Monday 13 August 2012

One of 'those' days.

Do you ever have those days where you struggle to get to the end of it, look back over and assess how your day went and have one of those 'sliding doors' moments where instead of 'making your train' (or in my case, getting out of bed) it may have actually been better for your emotional and mental sanity if you had called in sick, snoozed the alarm, pull the covers over your head and ask the world to kindly eff off for just 24hours.
A little melodramatic I'll admit but, yes, this is kind of how today went for me.
*I might also add that I just, that second, got up to check on some muffins that I lovingly prepared for David only to find that they are in fact burnt and lopsided and stupid. (I am so tired that I cannot think of a more emotionally laden descriptor than stupid...).
I have wanted to update my blog and do another entry for ageeeeeeeees but unfortunately the one night I actually sit down to do it, I'm sorry, is tonight where you all have to bear the bane of my frustrations and anger towards anything and everything.

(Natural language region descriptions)
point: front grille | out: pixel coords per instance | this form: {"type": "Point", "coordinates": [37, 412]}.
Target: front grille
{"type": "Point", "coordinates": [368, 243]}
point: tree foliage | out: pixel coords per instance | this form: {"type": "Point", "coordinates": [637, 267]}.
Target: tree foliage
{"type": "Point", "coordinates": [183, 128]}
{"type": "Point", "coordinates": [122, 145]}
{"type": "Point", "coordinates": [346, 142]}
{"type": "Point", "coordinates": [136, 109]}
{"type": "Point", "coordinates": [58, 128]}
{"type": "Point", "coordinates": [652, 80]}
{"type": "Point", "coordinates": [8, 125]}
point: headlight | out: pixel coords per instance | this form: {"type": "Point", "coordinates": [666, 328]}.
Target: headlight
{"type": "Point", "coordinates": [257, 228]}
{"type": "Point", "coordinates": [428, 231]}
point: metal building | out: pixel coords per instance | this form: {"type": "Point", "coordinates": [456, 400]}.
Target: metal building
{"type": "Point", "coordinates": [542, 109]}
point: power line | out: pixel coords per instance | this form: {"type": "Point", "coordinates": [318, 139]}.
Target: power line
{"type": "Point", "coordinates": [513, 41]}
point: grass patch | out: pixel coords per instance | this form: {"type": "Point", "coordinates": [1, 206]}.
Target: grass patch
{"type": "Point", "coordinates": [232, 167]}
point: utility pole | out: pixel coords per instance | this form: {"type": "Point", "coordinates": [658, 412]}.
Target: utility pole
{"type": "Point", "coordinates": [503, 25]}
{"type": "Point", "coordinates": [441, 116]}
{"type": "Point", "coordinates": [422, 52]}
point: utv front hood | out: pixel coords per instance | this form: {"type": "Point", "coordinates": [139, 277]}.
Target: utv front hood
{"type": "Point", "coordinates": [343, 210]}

Assignment: In the blog entry, copy the part from "I have wanted" to "anything and everything.", swapping "blog" for "journal".

Result of this task:
I have wanted to update my journal and do another entry for ageeeeeeeees but unfortunately the one night I actually sit down to do it, I'm sorry, is tonight where you all have to bear the bane of my frustrations and anger towards anything and everything.